| What to do |
Reproduce the line with "Query: large green leaf" and everything after it in the listing below, exactly, both ends included. No pictures.

| Input records |

[Start of Attachment]

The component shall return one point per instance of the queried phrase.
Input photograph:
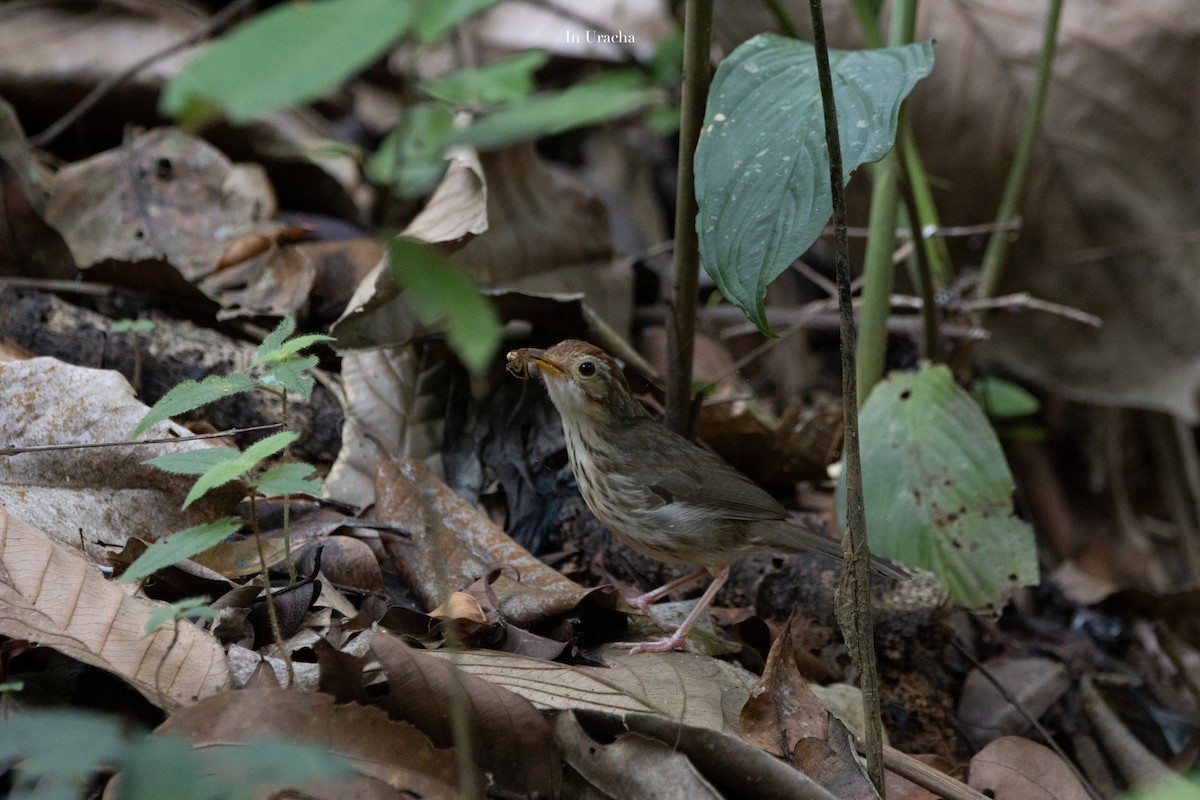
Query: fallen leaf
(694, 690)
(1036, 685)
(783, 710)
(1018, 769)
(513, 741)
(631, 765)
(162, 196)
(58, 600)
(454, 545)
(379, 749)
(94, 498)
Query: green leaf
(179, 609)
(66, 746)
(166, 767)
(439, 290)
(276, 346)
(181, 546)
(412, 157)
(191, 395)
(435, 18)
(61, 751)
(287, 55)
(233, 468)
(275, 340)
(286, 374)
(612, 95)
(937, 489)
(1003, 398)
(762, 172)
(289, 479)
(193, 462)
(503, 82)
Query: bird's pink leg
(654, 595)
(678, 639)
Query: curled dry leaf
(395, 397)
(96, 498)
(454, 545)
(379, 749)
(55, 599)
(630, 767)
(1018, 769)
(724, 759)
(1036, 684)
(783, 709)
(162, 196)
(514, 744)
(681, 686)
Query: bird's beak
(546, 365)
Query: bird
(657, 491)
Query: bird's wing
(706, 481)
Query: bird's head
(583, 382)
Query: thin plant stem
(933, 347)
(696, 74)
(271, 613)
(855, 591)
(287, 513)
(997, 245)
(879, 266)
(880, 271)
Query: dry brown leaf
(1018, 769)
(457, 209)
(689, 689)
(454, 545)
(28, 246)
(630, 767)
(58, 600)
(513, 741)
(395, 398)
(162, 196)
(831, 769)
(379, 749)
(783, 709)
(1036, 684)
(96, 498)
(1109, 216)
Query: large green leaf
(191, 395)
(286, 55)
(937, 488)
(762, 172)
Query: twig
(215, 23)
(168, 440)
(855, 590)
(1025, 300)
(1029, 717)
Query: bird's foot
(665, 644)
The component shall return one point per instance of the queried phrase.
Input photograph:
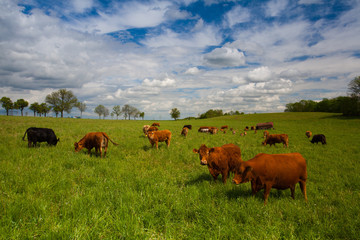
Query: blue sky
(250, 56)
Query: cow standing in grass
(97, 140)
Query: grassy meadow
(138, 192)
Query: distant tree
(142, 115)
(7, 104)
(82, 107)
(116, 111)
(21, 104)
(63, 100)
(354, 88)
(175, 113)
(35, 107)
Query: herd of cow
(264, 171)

[End of Attachment]

| Exercise output |
Query: large green leaf
(191, 395)
(286, 55)
(937, 488)
(762, 172)
Query: twig
(215, 23)
(168, 440)
(855, 590)
(1025, 300)
(1029, 717)
Query: bird's foot
(665, 644)
The component shall return one point per instance of the queried phrase.
Input photograph:
Query: blue sky
(250, 56)
Query: cow standing in grass
(97, 140)
Query: grassy meadow
(138, 192)
Query: distant tree
(142, 115)
(7, 104)
(82, 107)
(116, 111)
(21, 104)
(63, 100)
(354, 88)
(175, 113)
(35, 107)
Query: herd of cow
(264, 171)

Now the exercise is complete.